[Required work] If a line contains "[point] metal railing", it is the last one to write out; begin with the first line of the records and copy each exactly.

[Data excerpts]

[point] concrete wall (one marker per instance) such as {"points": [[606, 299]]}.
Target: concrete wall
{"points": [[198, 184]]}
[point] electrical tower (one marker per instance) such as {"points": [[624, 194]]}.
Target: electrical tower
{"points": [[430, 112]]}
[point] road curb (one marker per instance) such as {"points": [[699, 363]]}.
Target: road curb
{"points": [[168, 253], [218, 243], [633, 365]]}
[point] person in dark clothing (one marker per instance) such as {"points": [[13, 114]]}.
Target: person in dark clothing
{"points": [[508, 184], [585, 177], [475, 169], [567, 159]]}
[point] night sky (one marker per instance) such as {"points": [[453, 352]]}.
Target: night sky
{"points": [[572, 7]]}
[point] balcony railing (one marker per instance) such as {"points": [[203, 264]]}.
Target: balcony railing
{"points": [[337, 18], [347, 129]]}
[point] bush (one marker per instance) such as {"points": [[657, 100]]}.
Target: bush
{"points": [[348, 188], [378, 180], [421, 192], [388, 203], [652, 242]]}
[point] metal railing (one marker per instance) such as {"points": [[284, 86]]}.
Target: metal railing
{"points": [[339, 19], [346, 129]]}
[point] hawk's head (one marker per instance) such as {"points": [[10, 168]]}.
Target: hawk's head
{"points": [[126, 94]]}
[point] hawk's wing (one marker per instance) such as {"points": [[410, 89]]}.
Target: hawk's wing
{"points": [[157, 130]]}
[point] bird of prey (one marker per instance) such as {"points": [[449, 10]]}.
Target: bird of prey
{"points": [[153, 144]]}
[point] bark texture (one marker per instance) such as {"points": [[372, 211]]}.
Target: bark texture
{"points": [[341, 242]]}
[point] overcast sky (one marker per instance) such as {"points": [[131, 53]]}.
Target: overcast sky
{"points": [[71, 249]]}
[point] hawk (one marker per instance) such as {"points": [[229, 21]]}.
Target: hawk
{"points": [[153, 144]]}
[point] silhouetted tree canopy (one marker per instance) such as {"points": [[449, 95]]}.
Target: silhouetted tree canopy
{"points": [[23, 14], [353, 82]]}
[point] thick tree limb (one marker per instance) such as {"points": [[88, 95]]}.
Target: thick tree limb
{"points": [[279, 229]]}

[Answer space]
[point] concrete wall (one marker per instance) such as {"points": [[606, 299]]}.
Target: concrete wall
{"points": [[198, 184]]}
[point] electrical tower (one marker per instance) such as {"points": [[624, 194]]}.
Target: electrical tower
{"points": [[430, 112]]}
[point] road curb (one marker per instance) such as {"points": [[699, 363]]}.
Target: road curb
{"points": [[168, 253], [218, 243], [633, 365]]}
[point] person in dark clothing (one marker per instance) such as {"points": [[13, 114]]}.
Target: person in dark clothing
{"points": [[508, 184], [585, 177], [475, 169], [567, 159]]}
[point] night sky (one marker per instance) such as {"points": [[453, 352]]}.
Target: night sky
{"points": [[572, 7]]}
[point] balcony railing (one marker per instance) such as {"points": [[203, 264]]}.
Target: balcony railing
{"points": [[337, 18], [347, 129]]}
[point] bush (one marker per instance) such as {"points": [[657, 100]]}.
Target: bush
{"points": [[348, 188], [378, 180], [421, 192], [388, 203], [652, 242]]}
[point] metal railing (one marker per instance) such as {"points": [[284, 86]]}.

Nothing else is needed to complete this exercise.